Astiz v. Canisius College, No. CA 23-00928 (N.Y. Sup Ct.—4th App. Div. 2024)

On March 7, 2024, the AAUP filed an amicus brief in the Fourth Judicial Department, Appellate Division, of the New York Supreme Court, in support of four tenured professors at Canisius College who were terminated due to their college’s purported financial difficulties.

Wortis v. Trustees of Tufts College, No. SJC-13472 (Mass. 2023)

In response to a request for amicus briefs from the Massachusetts Supreme Judicial Court, the AAUP submitted an amicus brief explaining how Tufts University violated the principle of tenure, and its guarantees of academic freedom and economic security, when it imposed a draconian compensation plan on medical school faculty.

Vergara v. California, 246 Cal. App. 4th 619, 209 Cal. Rptr. 3d 532 (Cal. App. 2d Dist., May 3, 2016)

PROMPT: Copy the part of the court case summaries from "Wortis v. Trustees" to "medical school faculty." word for word.

DATA UNDER STUDY:
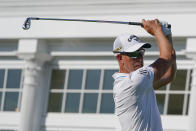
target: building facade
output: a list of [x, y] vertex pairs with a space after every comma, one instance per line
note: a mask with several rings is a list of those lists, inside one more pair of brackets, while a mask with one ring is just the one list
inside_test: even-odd
[[196, 1], [0, 0], [0, 130], [120, 131], [114, 115], [112, 54], [122, 33], [152, 43], [145, 65], [159, 56], [139, 26], [31, 21], [27, 17], [136, 21], [172, 25], [176, 80], [156, 90], [164, 131], [196, 130]]

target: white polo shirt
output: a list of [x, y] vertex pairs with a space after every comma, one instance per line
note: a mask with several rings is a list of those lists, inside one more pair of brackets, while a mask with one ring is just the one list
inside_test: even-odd
[[115, 73], [113, 78], [115, 114], [122, 131], [162, 131], [153, 90], [153, 68], [142, 67], [130, 74]]

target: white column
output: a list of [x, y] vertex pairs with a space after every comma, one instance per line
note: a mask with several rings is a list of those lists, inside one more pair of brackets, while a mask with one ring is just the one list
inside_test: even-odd
[[25, 60], [24, 83], [19, 131], [41, 131], [48, 93], [48, 69], [45, 62], [51, 57], [47, 47], [35, 39], [19, 41], [18, 57]]
[[187, 57], [194, 60], [192, 73], [191, 93], [189, 102], [188, 131], [196, 131], [196, 38], [188, 38], [186, 45]]

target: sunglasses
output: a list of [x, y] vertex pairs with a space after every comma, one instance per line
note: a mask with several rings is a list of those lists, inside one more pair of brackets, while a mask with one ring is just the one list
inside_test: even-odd
[[140, 49], [140, 50], [137, 50], [135, 52], [120, 52], [120, 54], [129, 56], [131, 58], [143, 57], [144, 53], [145, 53], [144, 49]]

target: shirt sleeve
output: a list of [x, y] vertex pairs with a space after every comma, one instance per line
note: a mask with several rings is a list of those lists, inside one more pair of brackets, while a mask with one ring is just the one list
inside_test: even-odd
[[137, 88], [152, 88], [154, 79], [154, 70], [151, 66], [137, 69], [130, 74], [131, 81]]

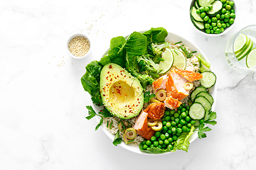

FINAL ANSWER:
Wortis v. Trustees of Tufts College, No. SJC-13472 (Mass. 2023)

In response to a request for amicus briefs from the Massachusetts Supreme Judicial Court, the AAUP submitted an amicus brief explaining how Tufts University violated the principle of tenure, and its guarantees of academic freedom and economic security, when it imposed a draconian compensation plan on medical school faculty.